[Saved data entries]
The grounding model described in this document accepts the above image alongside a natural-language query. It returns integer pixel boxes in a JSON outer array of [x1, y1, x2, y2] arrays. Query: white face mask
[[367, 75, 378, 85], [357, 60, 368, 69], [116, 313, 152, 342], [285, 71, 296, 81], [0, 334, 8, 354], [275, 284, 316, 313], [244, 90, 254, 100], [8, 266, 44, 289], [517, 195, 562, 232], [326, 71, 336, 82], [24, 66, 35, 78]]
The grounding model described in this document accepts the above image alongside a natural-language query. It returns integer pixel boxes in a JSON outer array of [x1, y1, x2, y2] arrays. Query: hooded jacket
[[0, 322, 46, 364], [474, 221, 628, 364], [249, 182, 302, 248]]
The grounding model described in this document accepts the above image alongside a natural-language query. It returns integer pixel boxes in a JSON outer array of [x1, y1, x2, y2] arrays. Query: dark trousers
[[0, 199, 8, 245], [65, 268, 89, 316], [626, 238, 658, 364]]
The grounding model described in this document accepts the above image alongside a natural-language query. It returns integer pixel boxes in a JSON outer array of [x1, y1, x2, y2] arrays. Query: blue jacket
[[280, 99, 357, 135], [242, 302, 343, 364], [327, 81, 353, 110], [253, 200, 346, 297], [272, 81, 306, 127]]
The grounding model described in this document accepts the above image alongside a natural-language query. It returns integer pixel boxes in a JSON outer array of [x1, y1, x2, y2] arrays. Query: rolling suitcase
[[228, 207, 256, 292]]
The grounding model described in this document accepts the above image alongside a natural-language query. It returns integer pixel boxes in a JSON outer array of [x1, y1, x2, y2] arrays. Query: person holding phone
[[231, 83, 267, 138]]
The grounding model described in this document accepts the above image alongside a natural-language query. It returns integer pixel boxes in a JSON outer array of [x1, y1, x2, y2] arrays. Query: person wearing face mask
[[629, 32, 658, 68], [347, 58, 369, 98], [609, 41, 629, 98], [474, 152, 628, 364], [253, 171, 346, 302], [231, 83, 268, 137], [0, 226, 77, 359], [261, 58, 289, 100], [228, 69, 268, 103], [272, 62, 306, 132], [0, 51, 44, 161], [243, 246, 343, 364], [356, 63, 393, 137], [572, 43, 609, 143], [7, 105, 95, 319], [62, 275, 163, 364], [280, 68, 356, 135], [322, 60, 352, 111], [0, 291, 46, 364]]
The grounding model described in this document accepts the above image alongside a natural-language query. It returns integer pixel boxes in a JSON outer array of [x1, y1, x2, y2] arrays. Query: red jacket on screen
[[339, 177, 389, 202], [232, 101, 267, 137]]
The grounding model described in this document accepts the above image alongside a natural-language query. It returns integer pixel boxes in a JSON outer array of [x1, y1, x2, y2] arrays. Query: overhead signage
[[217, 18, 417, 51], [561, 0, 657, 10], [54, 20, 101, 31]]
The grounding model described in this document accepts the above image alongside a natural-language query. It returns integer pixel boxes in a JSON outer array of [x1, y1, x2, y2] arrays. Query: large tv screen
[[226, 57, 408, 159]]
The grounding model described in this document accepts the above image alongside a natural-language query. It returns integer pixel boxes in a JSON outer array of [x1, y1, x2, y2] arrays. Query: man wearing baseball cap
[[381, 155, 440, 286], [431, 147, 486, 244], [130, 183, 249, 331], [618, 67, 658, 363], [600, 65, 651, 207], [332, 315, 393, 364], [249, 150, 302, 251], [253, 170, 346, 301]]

WORK INSTRUCTIONS
Down to the last line, repeat the data exactly.

OUTPUT FOR THIS EXERCISE
The grounding model described in this document accepts the above image alongside a natural-language query. It returns integer pixel boxes in a JSON outer array of [x1, y1, x2, y2] arrays. Query: white face mask
[[367, 75, 378, 85], [357, 60, 368, 69], [116, 313, 152, 342], [285, 71, 296, 81], [0, 334, 8, 354], [275, 284, 316, 313], [244, 90, 254, 100], [8, 266, 44, 289], [517, 195, 562, 232], [326, 71, 336, 82], [24, 66, 35, 78]]
The grounding model described in this document accepts the above image alongside a natural-language query. It returns integer pixel boxes in a JSON outer array of [x1, y1, x2, y2] arrays. Query: hooded jacket
[[0, 322, 46, 364], [474, 221, 628, 364], [249, 182, 302, 248]]
The grounding model described in this document accepts the above image alongside a natural-language query. It returns integer pixel boxes in a JSON outer array of [x1, y1, x2, y2] arrays. Query: dark trousers
[[0, 199, 8, 245], [65, 268, 89, 316], [626, 238, 658, 364]]
The grounding model described in this document accepts the above image alongside a natural-language query. It returns integer pixel boxes in a JSON outer array of [x1, y1, x2, y2] arrays. Query: blue jacket
[[280, 99, 357, 135], [242, 302, 343, 364], [327, 81, 353, 110], [253, 200, 346, 297], [272, 81, 306, 127]]
The grounding model described in this document accepts the above image alongside a natural-language query. It returns integer pixel boxes in a JSON outer array of [x1, y1, x2, y2] arrays. Query: rolling suitcase
[[228, 207, 256, 292]]
The grounding model described in this document accepts the above image alongside a natural-language query. It returns integer pixel boxes in a JSON outer array of [x1, y1, x2, y2] arrays. Query: person holding phone
[[231, 83, 267, 138]]
The grounding model described in this document accepts the above image alongside a natural-language query. It returns integer pixel boxes in a JSON outer array of [x1, y1, x2, y2] arrays. Query: person wearing face mask
[[629, 32, 658, 68], [347, 58, 369, 98], [609, 41, 629, 98], [474, 152, 628, 364], [253, 171, 346, 302], [231, 83, 268, 137], [0, 226, 77, 359], [261, 58, 289, 100], [228, 69, 268, 103], [272, 62, 306, 132], [0, 51, 44, 161], [243, 246, 343, 364], [356, 63, 393, 137], [572, 43, 609, 143], [7, 105, 95, 319], [62, 275, 163, 364], [280, 68, 356, 135], [322, 60, 352, 111], [0, 291, 46, 364]]
The grounding model described in this document accepts the above image alongside a natural-language query. It returns integer pixel boxes in a JSON outer array of [x1, y1, x2, y2] arrays. Query: red jacket on screen
[[339, 177, 389, 202], [232, 101, 267, 137]]
The grounding model described in this document accepts the above image alongside a natural-language query. It returns integer pixel boxes in a JSON outer array of [x1, y1, x2, y2] arrays. Query: overhead signage
[[217, 18, 417, 51], [561, 0, 657, 10], [54, 20, 101, 31]]
The grounding model described in this document accepts the above image alongside a natural-language query. It returns integer pixel boxes in a JSON outer array of [x1, y1, x2, y2] arrays. Query: large tv screen
[[226, 57, 408, 159]]
The grounding model described in this document accepts the above image alongside a natural-language query. It returns integer pixel boxes in a JSON outer array of [x1, y1, x2, y2] arrays. Query: man wearing baseball cap
[[381, 155, 440, 286], [431, 147, 486, 244], [130, 183, 249, 331], [618, 67, 658, 363], [600, 65, 651, 207], [332, 315, 393, 364], [249, 150, 302, 251], [253, 170, 346, 301]]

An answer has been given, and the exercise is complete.